Requirement →
Lay out the dataset rows below as a numbered list, omitting any blank lines and including every entry.

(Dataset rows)

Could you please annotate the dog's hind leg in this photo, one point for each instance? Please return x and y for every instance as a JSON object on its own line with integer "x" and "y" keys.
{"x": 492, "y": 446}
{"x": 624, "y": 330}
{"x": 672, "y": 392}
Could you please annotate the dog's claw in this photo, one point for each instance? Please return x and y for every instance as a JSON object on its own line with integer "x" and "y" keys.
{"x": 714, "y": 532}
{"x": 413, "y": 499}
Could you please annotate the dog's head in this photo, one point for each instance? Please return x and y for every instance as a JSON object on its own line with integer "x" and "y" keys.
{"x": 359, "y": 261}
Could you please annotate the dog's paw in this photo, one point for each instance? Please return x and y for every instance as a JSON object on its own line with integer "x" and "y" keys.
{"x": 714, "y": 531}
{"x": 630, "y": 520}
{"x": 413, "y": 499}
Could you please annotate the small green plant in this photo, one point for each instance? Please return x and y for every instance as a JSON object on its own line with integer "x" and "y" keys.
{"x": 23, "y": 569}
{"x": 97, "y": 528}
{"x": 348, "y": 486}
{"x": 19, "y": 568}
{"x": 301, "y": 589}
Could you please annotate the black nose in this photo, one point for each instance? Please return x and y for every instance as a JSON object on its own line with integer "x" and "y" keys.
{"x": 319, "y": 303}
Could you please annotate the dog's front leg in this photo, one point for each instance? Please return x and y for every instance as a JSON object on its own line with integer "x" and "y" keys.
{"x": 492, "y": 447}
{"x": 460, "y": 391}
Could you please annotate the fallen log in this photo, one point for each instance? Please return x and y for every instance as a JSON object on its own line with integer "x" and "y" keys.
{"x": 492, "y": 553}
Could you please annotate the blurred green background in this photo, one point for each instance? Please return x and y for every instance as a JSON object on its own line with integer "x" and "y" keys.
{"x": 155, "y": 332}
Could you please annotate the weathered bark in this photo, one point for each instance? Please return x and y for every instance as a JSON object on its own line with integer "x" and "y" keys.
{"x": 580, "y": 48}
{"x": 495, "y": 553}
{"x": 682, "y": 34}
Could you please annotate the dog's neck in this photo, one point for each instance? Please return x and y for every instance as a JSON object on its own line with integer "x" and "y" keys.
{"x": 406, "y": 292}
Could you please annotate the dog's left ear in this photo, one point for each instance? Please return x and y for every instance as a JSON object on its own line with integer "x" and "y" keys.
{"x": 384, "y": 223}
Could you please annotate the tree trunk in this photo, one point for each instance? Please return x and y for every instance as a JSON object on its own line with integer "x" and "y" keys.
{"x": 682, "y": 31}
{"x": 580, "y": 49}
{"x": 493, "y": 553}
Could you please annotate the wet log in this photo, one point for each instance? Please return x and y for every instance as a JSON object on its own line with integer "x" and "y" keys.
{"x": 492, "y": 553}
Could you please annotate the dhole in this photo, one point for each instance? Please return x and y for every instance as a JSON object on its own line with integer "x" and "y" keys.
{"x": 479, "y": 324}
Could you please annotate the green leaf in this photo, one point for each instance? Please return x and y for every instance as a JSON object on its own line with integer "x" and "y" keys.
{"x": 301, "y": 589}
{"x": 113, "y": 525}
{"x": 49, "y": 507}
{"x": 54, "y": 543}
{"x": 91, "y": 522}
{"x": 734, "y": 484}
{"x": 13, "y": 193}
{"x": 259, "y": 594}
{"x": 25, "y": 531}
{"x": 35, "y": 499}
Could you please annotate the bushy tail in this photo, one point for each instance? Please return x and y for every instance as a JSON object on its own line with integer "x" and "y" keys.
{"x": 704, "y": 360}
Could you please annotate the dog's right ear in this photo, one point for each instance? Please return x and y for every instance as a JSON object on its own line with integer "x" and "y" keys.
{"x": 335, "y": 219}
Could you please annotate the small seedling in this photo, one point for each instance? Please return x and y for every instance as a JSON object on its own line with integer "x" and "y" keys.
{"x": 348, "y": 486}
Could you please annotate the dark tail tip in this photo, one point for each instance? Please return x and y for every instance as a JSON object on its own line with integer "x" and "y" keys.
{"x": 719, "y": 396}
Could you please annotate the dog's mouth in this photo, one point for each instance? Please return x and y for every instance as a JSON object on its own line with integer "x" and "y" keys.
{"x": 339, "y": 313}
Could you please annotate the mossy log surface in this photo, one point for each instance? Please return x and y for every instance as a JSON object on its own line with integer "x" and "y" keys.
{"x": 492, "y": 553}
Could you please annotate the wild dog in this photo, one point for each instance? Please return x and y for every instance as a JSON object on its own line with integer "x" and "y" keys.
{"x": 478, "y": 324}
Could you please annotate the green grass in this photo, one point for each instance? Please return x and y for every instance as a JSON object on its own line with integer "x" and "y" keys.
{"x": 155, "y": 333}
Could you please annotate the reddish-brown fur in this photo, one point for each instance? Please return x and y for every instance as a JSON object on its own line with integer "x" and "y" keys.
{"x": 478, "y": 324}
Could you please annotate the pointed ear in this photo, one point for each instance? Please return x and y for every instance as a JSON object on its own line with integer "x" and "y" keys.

Finished task →
1. Could you please annotate the dog's hind leg in this photo, one point for each instance? Please return x and y for every instance as a JSON object on its own line with integer "x" and "y" keys.
2. {"x": 492, "y": 446}
3. {"x": 624, "y": 330}
4. {"x": 672, "y": 392}
5. Could you please annotate the dog's claw in this photo, one point for each instance? Please return x and y for every instance as a JSON object on its own line with integer "x" and "y" keys.
6. {"x": 714, "y": 532}
7. {"x": 413, "y": 499}
8. Could you please annotate the dog's head in this photo, one point for each instance? Please return x and y for every instance as a JSON object on its own line with integer "x" and "y" keys.
9. {"x": 359, "y": 261}
10. Could you please annotate the dog's paw in this photo, one point for each instance? Please return x and y for every instance as a JSON object on its own line with integer "x" and "y" keys.
11. {"x": 714, "y": 531}
12. {"x": 630, "y": 520}
13. {"x": 413, "y": 499}
14. Could you please annotate the small green plant in this photo, one point for each instance? Please return x and y for every instance as a JSON object on its own line with integer "x" and "y" keys.
15. {"x": 23, "y": 569}
16. {"x": 97, "y": 528}
17. {"x": 348, "y": 486}
18. {"x": 19, "y": 568}
19. {"x": 301, "y": 589}
20. Could you please annotate the black nose in this photo, one point for each instance? Please return x and y for every instance as a JSON object on its own line with integer "x" and "y" keys.
21. {"x": 319, "y": 303}
22. Could you please annotate the dog's front leg in this photo, one point for each instance? Please return x and y for every instance as a JSON object on its own line with integer "x" and "y" keys.
23. {"x": 492, "y": 447}
24. {"x": 460, "y": 391}
25. Could you please annotate the fallen log in this photo, one point for each instance? Please return x and y for every instance as a JSON object on its own line with integer "x" and "y" keys.
26. {"x": 492, "y": 553}
27. Could you please annotate the blurred green background in this photo, one point for each instance? Please return x and y for every instance as a JSON object on its own line with integer "x" and "y" keys.
28. {"x": 155, "y": 332}
29. Could you please annotate the weathered bark in this photo, one point for each instance? Please return x and y for every instance as a JSON object on its own line with integer "x" and "y" keys.
30. {"x": 580, "y": 48}
31. {"x": 495, "y": 553}
32. {"x": 682, "y": 34}
33. Could you please annotate the dog's neck in this photo, one point for each instance? Please return x and y for every instance as a JSON object on its own line with integer "x" and "y" keys.
34. {"x": 406, "y": 292}
35. Could you please annotate the dog's left ear in this photo, one point for each instance? Please return x and y for every instance as a JSON object on its own line with integer "x" and "y" keys.
36. {"x": 384, "y": 223}
37. Could you please annotate the tree trunk in this photo, one point for each instance? Please return x and y for every instance as a JSON object on its own line with integer "x" and "y" keys.
38. {"x": 682, "y": 31}
39. {"x": 580, "y": 49}
40. {"x": 493, "y": 553}
41. Could you please annotate the wet log in this photo, one point for each instance? Please return x and y for every instance as a JSON object on its own line with integer "x" and "y" keys.
42. {"x": 492, "y": 553}
43. Could you please annotate the dhole in this photo, one point for each instance? Please return x and y for every instance as a JSON object on its own line with integer "x" and "y" keys.
44. {"x": 479, "y": 324}
45. Could you please annotate the green leaf in this photo, one point for each instance? Please return x and y for every instance as a JSON object on its own line with integer "x" and "y" keys.
46. {"x": 301, "y": 589}
47. {"x": 113, "y": 525}
48. {"x": 49, "y": 507}
49. {"x": 54, "y": 543}
50. {"x": 91, "y": 522}
51. {"x": 734, "y": 484}
52. {"x": 13, "y": 193}
53. {"x": 259, "y": 594}
54. {"x": 25, "y": 531}
55. {"x": 35, "y": 499}
56. Could you please annotate the bushy tail in this photo, one point for each instance? Please return x and y for every instance as a JSON object on its own line with integer "x" and "y" keys.
57. {"x": 704, "y": 360}
58. Could you please annotate the dog's right ear in this photo, one point for each instance? Please return x and y for every instance as a JSON object on its own line with integer "x" and "y" keys.
59. {"x": 335, "y": 219}
60. Could you please annotate the small seedling in this photo, one point for each instance? Please return x and y for every instance as a JSON object on its own line with integer "x" and "y" keys.
61. {"x": 348, "y": 486}
62. Could you please annotate the dark tail tip in this photo, one point for each instance? Please return x and y for every instance as a JSON object on its own line with integer "x" and "y" keys.
63. {"x": 719, "y": 396}
64. Could you please annotate the dog's mouth in this photo, one point for each instance? Please return x and y for every instance as a JSON object on its own line with integer "x" and "y" keys.
65. {"x": 339, "y": 313}
66. Could you please annotate the mossy log surface in this photo, one point for each instance? Please return x and y for every instance as a JSON object on its own line with integer "x" and "y" keys.
67. {"x": 492, "y": 553}
68. Could you please annotate the wild dog in this photo, one point for each instance? Please return x and y for every instance as a JSON object on its own line with integer "x" and "y" keys.
69. {"x": 478, "y": 324}
70. Could you please annotate the green grass in this photo, one point for each instance? Please return x and y for every instance as a JSON object on its own line with integer "x" and "y" keys.
71. {"x": 155, "y": 333}
72. Could you please annotate the reddish-brown fur in this photo, one point for each instance? Please return x and y for every instance as a JSON object on its own line with integer "x" and "y" keys.
73. {"x": 478, "y": 324}
74. Could you please annotate the pointed ear in this photo, one point for each instance? Please return x and y for every instance as a JSON object on its own line with integer "x" and "y" keys.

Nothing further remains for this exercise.